**Extrait choisi**:

┏━━

Une des logiques d'une dissuasion réciproque entre deux super-puissances est que, dans le cas de recours aux armes nucléaires, la destruction de l'une comme de l'autre soit assurée.
Bien entendu, la recherche-développement en armes nucléaires des duellistes tente de briser cette certitude.
Serait-ce aujourd'hui un concept passé de mode, comme le suggère Thérèse DELPECH, cette recherche-développement n'ayant pas réellement abouti mais le duel stratégique étant terminé?
Avec certains éléments qui lui en fait douter elle-même, sans doute son histoire n'est-elle pas terminée.
Pourtant, la Destruction Mutuelle Assurée est une pièce maitresse dans la confrontation entre deux puissances nucléaires ayant toutes deux comme stratégie une stratégie de dissuasion.
A contrario, la tentative d'y échapper peut aboutir à une stratégie d'action.

┗━━

**Enregistrements**:
┏━━

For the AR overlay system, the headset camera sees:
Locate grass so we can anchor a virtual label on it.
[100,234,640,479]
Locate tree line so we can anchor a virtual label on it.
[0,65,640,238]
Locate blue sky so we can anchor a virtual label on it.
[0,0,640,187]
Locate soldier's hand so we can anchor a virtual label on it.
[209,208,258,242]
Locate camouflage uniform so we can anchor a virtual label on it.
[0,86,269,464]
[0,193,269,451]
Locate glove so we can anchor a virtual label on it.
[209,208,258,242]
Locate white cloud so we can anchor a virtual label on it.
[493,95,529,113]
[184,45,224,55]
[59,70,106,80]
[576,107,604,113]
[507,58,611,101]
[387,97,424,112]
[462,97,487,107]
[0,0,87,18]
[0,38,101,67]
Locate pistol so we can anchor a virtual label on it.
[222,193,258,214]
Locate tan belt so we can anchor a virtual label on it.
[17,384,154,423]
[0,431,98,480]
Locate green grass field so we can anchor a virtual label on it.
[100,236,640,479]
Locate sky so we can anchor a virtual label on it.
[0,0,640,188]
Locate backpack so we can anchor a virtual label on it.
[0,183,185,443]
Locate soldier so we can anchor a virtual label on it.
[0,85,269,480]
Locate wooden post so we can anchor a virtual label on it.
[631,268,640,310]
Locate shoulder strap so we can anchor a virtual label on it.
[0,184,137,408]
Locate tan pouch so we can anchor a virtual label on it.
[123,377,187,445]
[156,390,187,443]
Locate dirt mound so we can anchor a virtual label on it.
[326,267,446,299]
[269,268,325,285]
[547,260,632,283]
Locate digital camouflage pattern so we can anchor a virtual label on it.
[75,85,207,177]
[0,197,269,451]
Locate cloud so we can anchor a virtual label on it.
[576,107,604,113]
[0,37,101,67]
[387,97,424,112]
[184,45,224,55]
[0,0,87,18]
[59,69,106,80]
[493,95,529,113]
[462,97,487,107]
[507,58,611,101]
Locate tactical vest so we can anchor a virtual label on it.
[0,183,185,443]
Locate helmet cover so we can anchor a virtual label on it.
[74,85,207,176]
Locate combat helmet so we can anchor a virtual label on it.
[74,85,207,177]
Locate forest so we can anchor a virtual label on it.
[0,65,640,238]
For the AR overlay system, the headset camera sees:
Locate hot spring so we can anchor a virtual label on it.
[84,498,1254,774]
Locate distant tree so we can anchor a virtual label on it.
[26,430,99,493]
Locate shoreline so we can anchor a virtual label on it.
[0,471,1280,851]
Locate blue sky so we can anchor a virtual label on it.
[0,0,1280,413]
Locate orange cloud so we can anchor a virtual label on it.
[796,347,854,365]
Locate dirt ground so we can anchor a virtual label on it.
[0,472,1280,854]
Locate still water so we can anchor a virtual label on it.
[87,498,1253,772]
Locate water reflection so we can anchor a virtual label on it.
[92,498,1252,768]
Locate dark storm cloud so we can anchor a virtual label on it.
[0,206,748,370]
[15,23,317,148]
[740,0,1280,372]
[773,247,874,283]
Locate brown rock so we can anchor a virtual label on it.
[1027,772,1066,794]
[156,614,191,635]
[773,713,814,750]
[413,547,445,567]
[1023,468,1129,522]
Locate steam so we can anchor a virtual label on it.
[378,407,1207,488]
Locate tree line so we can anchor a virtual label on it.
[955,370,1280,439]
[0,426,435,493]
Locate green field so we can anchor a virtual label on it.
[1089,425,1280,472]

┗━━

**Consignes et exercices**:
A. Recopiez le passage du texte sur la destruction mutuelle assurée qui va de « Bien entendu, la » jusqu'à « n'est-elle pas terminée. ».
B. Rédigez la suite du texte sur la destruction mutuelle assurée, en partant de sa dernière phrase.

**Résultats**:
A.
Bien entendu, la recherche-développement en armes nucléaires des duellistes tente de briser cette certitude.
Serait-ce aujourd'hui un concept passé de mode, comme le suggère Thérèse DELPECH, cette recherche-développement n'ayant pas réellement abouti mais le duel stratégique étant terminé?
Avec certains éléments qui lui en fait douter elle-même, sans doute son histoire n'est-elle pas terminée.

B.
Agiter des menaces nucléaires comme le font certains pays dotés récemment d'armes nucléaires (la Coré du Sud et pour des actions futures mais déjà déclarées, l'Iran), constitue pour ceux-ci un moyen d'échapper à une paralysie d'action (la crédibilité d'une destruction totale étant tombée. Du fait non pas d'eux... Mais des puissances majeures qui reculent devant la perspective de causer d'immenses destructions qui seraient également des destructions de biens utiles pour leur propre existence (ressources énergétiques notamment)...
Une pédagogie américaine?
Elle fait partie de ce que Lucien POIRIER appelle la pédagogie américaine.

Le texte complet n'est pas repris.